> **The problem**
Report every line in the items that contains the word "train", treating uppercase and lowercase as different.

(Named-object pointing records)
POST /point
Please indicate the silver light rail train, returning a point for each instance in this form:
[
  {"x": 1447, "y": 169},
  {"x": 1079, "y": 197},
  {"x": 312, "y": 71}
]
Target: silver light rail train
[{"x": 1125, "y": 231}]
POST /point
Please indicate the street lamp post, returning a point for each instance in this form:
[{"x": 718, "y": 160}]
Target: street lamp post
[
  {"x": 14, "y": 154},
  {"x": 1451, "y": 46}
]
==
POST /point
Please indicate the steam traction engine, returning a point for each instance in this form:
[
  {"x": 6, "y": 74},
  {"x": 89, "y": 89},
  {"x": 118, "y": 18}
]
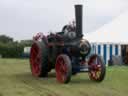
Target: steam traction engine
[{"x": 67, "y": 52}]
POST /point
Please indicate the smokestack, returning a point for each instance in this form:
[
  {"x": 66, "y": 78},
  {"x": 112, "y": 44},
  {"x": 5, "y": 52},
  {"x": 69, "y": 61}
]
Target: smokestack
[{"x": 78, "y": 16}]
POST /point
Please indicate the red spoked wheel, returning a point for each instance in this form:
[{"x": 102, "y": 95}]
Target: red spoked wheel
...
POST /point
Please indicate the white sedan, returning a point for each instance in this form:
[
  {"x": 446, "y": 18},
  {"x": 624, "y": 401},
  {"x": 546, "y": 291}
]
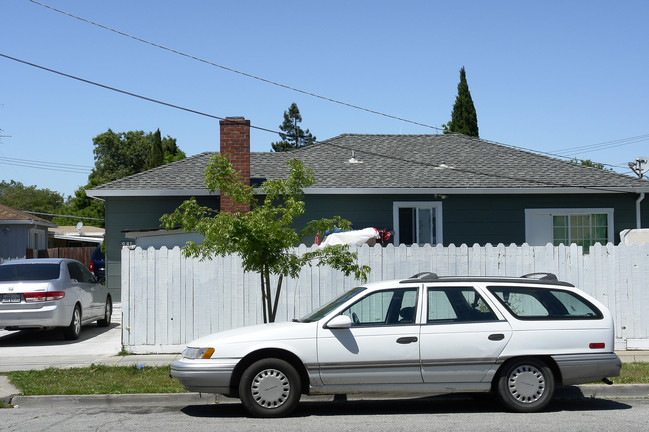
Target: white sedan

> **Answer to the task**
Please indicate the silver light rail train, returning a point for each instance in this form:
Target: silver light rail train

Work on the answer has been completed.